- [PROVIDED TEXT]
In a move to protect bees and promote a healthier urban environment, the Seoul Metropolitan Government announced Monday a ban on the use of neonicotinoid pesticides in parks and on roadside trees.

While the correlation between neonicotinoid pesticides and bee deaths is still under investigation, the Seoul Metropolitan Government cited the potential risks to the environment for its decision to switch to less harmful alternatives.

“We will minimize the use of chemical pesticides and expand eco-friendly pest control methods to contribute to a healthy urban ecosystem,” said Lee Soo-yeon, head of the city’s Parks and Recreation Bureau.

According to a report jointly published by Greenpeace Korea and Andong National University in May last year, 7.8 billion bees suddenly died off from honey bee colonies in South Korea during the winter of 2021. Additionally, 10 billion bees died between September and November of 2022, and 14 billion bees died in early 2023.

- [DATA SEGMENT]
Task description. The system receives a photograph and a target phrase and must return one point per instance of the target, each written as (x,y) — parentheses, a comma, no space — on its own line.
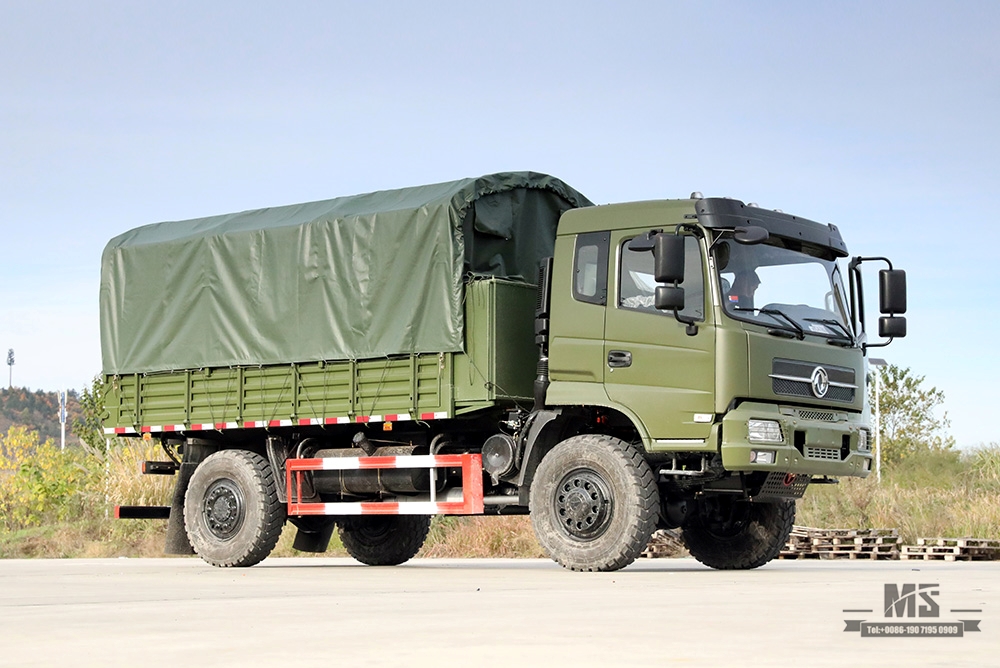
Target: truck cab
(727,343)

- [COMPLETE THE FOLLOWING]
1. In the article on Seoul's pesticide ban, how many bees died between September and November of 2022?
2. Pick up the article on Seoul's pesticide ban after its last sentence and continue it.

- [EXPECTED OUTPUTS]
1. 10 billion bees died in that period.

2.
Instead of pesticides potentially harmful for bees, the government said it will use the least toxic pesticides that are registered by the Rural Development Administration for pest control.

Limited exceptions will be allowed. Specifically, if there is a high risk of pine wilt disease, the use of certain neonicotinoids — authorized by the Korea Forest Service -- on pine trees in specific areas of Seoul will be allowed.

The city government will also conduct on-site monitoring to ensure compliance with the new ban.

Meanwhile, four Seoul locations — Gildong Ecological Park, Seoul Changpo Park, Namsan Park and West Seoul Lake Park — will be designated as pesticide-free zones and managed using eco-friendly pest control methods.